In the entries below, the lines from the one with "locate the wooden sofa leg in the photo above" through the one with "locate the sofa seat in the photo above" are to be copied exactly; both ends count.

[Point-per-instance localization data]
+ + + +

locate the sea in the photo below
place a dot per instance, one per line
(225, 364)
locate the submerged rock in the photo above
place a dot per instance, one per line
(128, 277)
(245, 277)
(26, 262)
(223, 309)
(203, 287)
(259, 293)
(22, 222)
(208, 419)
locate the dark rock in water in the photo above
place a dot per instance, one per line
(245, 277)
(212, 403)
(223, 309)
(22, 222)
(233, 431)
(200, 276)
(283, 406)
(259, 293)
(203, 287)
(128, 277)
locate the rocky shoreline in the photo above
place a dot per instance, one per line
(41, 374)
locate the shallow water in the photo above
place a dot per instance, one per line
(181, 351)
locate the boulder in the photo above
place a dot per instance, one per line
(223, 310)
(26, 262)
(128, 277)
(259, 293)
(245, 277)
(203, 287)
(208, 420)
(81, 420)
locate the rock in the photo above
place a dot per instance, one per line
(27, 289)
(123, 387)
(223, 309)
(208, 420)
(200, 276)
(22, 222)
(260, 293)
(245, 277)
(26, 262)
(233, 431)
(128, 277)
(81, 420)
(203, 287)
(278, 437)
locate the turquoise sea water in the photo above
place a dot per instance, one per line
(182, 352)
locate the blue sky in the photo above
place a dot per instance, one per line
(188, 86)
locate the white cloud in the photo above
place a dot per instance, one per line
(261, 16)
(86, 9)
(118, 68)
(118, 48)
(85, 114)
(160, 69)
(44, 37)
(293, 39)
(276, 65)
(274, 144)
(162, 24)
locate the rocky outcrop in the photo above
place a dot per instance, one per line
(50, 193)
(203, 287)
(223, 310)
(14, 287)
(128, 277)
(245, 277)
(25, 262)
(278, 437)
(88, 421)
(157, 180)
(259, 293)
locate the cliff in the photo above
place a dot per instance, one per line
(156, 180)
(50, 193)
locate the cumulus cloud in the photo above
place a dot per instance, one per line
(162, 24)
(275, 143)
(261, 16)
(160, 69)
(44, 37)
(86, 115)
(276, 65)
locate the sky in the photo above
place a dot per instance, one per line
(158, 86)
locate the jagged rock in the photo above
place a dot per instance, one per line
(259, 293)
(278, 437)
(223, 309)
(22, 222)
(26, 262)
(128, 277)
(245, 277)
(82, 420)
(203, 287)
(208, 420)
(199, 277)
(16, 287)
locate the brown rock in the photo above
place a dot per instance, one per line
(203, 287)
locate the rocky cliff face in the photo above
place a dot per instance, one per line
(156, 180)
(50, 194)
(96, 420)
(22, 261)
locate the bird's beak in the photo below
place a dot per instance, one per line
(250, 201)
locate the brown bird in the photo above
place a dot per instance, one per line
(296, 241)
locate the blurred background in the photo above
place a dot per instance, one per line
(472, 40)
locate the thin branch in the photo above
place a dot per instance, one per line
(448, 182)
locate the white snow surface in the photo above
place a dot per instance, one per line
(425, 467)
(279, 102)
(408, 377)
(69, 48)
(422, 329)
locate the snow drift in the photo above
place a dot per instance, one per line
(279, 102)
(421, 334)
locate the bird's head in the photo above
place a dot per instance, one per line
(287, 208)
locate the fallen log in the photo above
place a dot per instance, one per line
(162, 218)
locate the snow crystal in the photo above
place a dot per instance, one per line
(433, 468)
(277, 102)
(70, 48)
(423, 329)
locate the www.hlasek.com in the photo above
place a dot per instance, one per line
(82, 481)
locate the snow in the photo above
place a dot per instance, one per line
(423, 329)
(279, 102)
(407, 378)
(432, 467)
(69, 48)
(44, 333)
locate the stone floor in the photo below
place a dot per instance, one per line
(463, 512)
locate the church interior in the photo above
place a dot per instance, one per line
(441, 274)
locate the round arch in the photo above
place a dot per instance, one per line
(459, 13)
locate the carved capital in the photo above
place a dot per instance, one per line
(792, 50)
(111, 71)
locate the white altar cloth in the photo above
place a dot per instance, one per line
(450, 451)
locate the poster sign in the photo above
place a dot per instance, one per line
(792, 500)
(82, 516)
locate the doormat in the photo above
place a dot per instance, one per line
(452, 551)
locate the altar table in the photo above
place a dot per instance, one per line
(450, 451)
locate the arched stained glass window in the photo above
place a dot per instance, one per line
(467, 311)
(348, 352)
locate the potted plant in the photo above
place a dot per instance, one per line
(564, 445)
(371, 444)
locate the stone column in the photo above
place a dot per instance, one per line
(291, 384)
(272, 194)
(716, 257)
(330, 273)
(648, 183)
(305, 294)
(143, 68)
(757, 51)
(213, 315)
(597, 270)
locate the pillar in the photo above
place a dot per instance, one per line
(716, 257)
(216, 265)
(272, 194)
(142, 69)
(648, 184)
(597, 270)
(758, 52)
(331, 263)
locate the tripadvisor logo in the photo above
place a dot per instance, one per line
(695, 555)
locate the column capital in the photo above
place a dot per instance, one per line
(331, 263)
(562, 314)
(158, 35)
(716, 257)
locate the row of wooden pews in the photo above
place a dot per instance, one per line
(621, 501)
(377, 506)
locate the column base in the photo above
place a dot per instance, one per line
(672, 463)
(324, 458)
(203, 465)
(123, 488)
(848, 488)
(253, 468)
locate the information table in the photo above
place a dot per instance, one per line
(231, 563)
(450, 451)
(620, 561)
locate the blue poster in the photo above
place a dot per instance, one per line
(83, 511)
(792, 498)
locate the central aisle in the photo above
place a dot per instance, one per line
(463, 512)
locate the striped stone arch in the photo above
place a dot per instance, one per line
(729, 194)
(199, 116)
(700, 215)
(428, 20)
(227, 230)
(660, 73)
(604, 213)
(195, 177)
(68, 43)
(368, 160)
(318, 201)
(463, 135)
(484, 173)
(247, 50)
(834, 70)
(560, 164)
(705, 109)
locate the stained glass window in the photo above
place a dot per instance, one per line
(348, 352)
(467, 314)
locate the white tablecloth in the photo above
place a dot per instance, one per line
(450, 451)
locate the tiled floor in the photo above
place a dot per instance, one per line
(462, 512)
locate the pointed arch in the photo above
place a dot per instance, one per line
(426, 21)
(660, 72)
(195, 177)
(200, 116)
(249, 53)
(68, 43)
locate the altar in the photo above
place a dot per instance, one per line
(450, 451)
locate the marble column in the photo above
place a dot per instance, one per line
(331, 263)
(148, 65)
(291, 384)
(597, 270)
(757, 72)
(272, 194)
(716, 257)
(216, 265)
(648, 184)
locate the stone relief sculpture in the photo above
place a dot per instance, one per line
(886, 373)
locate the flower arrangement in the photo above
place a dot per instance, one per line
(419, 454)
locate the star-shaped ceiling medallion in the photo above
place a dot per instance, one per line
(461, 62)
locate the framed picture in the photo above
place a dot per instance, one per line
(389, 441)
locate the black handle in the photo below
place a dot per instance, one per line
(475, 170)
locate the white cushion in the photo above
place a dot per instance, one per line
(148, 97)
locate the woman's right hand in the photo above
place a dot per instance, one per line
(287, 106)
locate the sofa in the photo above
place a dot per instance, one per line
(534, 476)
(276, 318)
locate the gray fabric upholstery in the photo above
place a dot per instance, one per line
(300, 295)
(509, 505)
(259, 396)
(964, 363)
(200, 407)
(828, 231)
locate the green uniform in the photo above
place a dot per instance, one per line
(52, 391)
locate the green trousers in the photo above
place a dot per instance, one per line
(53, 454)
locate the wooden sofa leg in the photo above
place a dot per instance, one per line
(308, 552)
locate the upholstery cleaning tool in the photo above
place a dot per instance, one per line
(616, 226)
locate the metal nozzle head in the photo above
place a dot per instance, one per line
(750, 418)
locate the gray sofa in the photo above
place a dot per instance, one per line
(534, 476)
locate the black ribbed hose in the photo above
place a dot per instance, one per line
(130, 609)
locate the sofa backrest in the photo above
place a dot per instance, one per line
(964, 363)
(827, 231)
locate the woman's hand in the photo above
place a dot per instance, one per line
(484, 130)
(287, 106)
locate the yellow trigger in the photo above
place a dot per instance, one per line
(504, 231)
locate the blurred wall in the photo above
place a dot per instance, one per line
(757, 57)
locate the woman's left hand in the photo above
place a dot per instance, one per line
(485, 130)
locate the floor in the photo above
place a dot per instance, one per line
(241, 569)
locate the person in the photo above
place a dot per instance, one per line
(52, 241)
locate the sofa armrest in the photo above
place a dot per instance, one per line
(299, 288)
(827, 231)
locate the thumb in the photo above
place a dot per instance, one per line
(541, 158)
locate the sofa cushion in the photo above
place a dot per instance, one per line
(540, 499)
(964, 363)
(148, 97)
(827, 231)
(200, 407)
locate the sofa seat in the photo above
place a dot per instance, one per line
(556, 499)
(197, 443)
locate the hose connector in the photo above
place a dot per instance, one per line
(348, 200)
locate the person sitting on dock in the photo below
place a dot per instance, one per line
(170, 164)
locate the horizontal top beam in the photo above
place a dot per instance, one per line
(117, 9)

+ + + +

• OUTPUT FOR THIS TASK
locate the wooden sofa leg in the photo above
place a dot per instance, one per line
(308, 552)
locate the upholstery cleaning tool in the photo above
place a dot per instance, one per line
(616, 226)
locate the metal nozzle head in the photo above
place a dot per instance, one per line
(750, 418)
locate the gray sofa in the photo above
place a dot per instance, one per line
(534, 476)
locate the black ribbed hose in the photo above
place a dot per instance, one per line
(130, 609)
locate the sofa backrest in the photo above
place a dot per instance, one per line
(964, 363)
(827, 231)
locate the woman's hand in the photo above
place a dot per instance, one per line
(484, 130)
(287, 106)
locate the yellow trigger in the photo above
place a dot per instance, one per line
(504, 231)
locate the blurred wall in the photo above
place a dot per instance, one per line
(757, 57)
locate the woman's left hand in the photo above
place a dot per instance, one per line
(485, 130)
locate the floor in the photo above
place a dot per instance, one per line
(241, 569)
locate the person in the photo above
place a dot per instance, one per line
(52, 241)
locate the sofa armrest in the photo above
place a dot per instance, one per line
(299, 288)
(827, 231)
locate the thumb in the photo above
place a dot per instance, one per line
(541, 158)
locate the sofa cushion in the photo above
place a dot per instance, one per line
(540, 499)
(964, 363)
(148, 97)
(827, 231)
(200, 407)
locate the sofa seat in the photo above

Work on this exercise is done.